» **AIM 1**
Revise the stretch of the Hurricane Isaac report from "Rev. Milton Bourque, pastor" through "volunteer fire department.", changing "army" to "military".
» **AIM 2**
Extend the report on Hurricane Isaac flooding in Louisiana past its final sentence.

» **PROVIDED PASSAGE**
• • •
Troy Guitreau, member of the Maurepas Volunteer Fire Department, affirmed that “a lot of people in Louisiana are suffering” from the effects of flooding caused by Hurricane Isaac.

The category one storm caused crushing water damage and loss of power in Maurepas and in neighboring towns like Whitehall and Head of Island, said Guitreau, who is a member of the board of trustees for Huff Chapel United Methodist Church in nearby Killian, La.

Rev. Milton Bourque, pastor of Huff Chapel UMC, guided a damage assessment team from the Louisiana Annual Conference on Labor Day through some of the hardest hit areas in South Livingston Parish. Bishop Cynthia Fierro Harvey led the group which was joined by Rev. Tom Hazelwood, assistant general secretary for disaster response in the United States for United Methodist Committee on Relief.
Assessment group visits First UMC, Slidell's family life center which will be outfitted with bunks to house disaster response volunteers.
The team rode through affected areas in a 2.5 ton army transport vehicle driven by Guitreau. The massive truck belongs to the volunteer fire department.
“I’ve probably gotten only 20 hours of sleep since the storm began,” said Guitreau. “The fire department helped most of Thursday and Friday in rescuing around 50 people who were trapped in their houses.”
• • •
» **GIVEN INFORMATION**
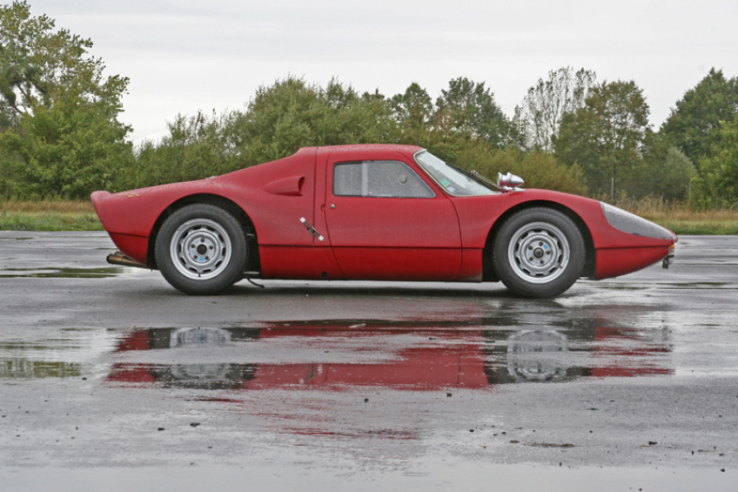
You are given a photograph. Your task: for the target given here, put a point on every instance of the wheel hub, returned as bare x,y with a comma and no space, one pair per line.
538,252
200,249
• • •
» **ANSWER 1**
Rev. Milton Bourque, pastor of Huff Chapel UMC, guided a damage assessment team from the Louisiana Annual Conference on Labor Day through some of the hardest hit areas in South Livingston Parish. Bishop Cynthia Fierro Harvey led the group which was joined by Rev. Tom Hazelwood, assistant general secretary for disaster response in the United States for United Methodist Committee on Relief.
Assessment group visits First UMC, Slidell's family life center which will be outfitted with bunks to house disaster response volunteers.
The team rode through affected areas in a 2.5 ton military transport vehicle driven by Guitreau. The massive truck belongs to the volunteer fire department.

» **ANSWER 2**
Standing flood waters have cut off area residents from access to food supplies, water and ice. “Since there is no electricity available, people have lost their water. Most folks have their own pump-driven water wells that need electricity to work. Basically, they are out of everything,” Guitreau added.
The day the team arrived, the fire department was distributing ice, water and sand for sandbags.
In nearby Ponchatoula, First United Methodist Church has been distributing cleaning buckets provided by UMCOR through the Sager Brown Depot in Baldwin, La. More buckets are being delivered to First UMC and to the fire station for immediate distribution.
According to Rev. Darryl Tate, director for the Conference disaster relief ministry, more than 1,500 cleaning buckets and 8,000 health kits from the depot are in the process of being distributed in affected areas. Eighteen palettes of water, 16 palettes of bleach and tarps are also being distributed. Requests for more cleaning buckets have already been made.
Although the Ponchatoula church parsonage suffered damage due to a fallen tree, the church building escaped harm. The congregation is actively involved in disaster relief efforts, including providing meals to Red Cross volunteers, said Rev. Mike McLaurin, pastor.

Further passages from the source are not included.